The reaction underscored the dilemma facing President Barack Obama:
how to use sanctions to punish Moscow for its intervention in
Ukraine without hurting European countries and foreign companies
with deep financial ties to Russia.
Washington slapped sanctions on seven Russian government officials
and 17 companies linked to President Vladimir Putin, in response to
what the White House said was Moscow's failure to adhere to an April
17 agreement on ways to resolve the crisis.
Washington also said it would deny export license applications for
any high-technology items that could contribute to Russian military
capabilities. The Commerce and State Departments will revoke any
existing export licenses that meet these conditions, the White House
said.
The sanctions, the third round imposed by the United States since
the Ukraine crisis began, caused barely a ripple. Global equity
markets rose partly on relief that the sanctions were not as severe
as they might have been. There had been fears that the White House
could target whole sectors of the Russian economy.

__GIVEN DATA__.
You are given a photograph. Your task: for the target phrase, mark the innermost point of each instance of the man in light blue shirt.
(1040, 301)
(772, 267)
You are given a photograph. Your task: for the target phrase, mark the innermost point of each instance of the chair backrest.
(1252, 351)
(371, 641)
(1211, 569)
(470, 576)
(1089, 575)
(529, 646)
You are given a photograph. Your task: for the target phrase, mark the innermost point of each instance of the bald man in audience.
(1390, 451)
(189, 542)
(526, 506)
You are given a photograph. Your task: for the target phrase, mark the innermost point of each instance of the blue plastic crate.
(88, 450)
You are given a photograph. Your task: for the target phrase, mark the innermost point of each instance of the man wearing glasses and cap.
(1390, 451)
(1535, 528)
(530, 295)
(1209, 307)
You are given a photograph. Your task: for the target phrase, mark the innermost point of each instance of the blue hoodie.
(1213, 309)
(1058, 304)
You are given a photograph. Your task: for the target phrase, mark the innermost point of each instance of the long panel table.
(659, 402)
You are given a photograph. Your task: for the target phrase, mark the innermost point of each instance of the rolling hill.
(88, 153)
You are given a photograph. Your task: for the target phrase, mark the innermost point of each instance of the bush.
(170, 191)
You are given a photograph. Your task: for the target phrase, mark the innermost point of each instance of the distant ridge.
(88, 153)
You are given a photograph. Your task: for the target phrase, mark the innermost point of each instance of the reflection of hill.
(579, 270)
--
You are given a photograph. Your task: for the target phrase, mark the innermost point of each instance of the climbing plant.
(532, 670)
* * *
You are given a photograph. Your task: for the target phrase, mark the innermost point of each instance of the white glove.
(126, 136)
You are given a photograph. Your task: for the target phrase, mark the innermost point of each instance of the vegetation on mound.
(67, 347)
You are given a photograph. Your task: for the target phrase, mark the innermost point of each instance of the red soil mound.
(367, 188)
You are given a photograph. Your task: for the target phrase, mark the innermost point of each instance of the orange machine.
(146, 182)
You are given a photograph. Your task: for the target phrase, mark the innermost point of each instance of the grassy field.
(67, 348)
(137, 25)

__TO DO__.
1. Revise the stretch of records from the line containing "glasses and cap." through the line containing "(1209, 307)", replacing "innermost point" with "central point" and changing nothing else.
2. Resume the report on U.S. sanctions against Russia, continuing on from its last sentence.
The text and the records have no connection to each other.

__ANSWERS TO EACH TASK__.
1.
You are given a photograph. Your task: for the target phrase, mark the central point of each instance of the man wearing glasses and cap.
(1390, 451)
(1535, 528)
(530, 295)
(1209, 307)

2.
"These sanctions did not go to the next level," said Robert Abad,
portfolio manager for Legg Mason Inc's Western Asset Management unit
in California, who helps oversee about $53 billion in emerging
market debt. "The fact that these sanctions were a continuation of
what we've already seen brought some relief to markets."
Obama, ending a weeklong trip to Asia, has made clear that should
Russia launch a military move deeper into Ukraine, the United States
will impose sanctions on Russian economic areas such as the
financial services, energy, metals and mining, engineering and
defense sectors.
"We believe that the impact on the Russian economy will only grow,"
said a senior Obama administration official.
ASSET FREEZES, VISA BANS
The European Union also expanded sanctions on Monday, imposing asset
freezes and visa bans on 15 more Russians and Ukrainians.
The seven Russians sanctioned by the United States include two Putin
allies: Igor Sechin, head of Russia's major oil company Rosneft, and
Sergei Chemezov, head of Rostec, a Russian state-owned high-tech
products company.
Despite having no energy industry background, Sechin, a close
lieutenant of Putin for more than two decades, has served for two
years as the leader of Rosneft, a state-controlled company that
under the Russian president became the world's biggest publicly
listed oil producer.
Chemezov worked in communist East Germany at the same time as Putin
and sits atop a sprawling conglomerate that has stakes in some of
Russia's largest industries, including weapons, cars and metals.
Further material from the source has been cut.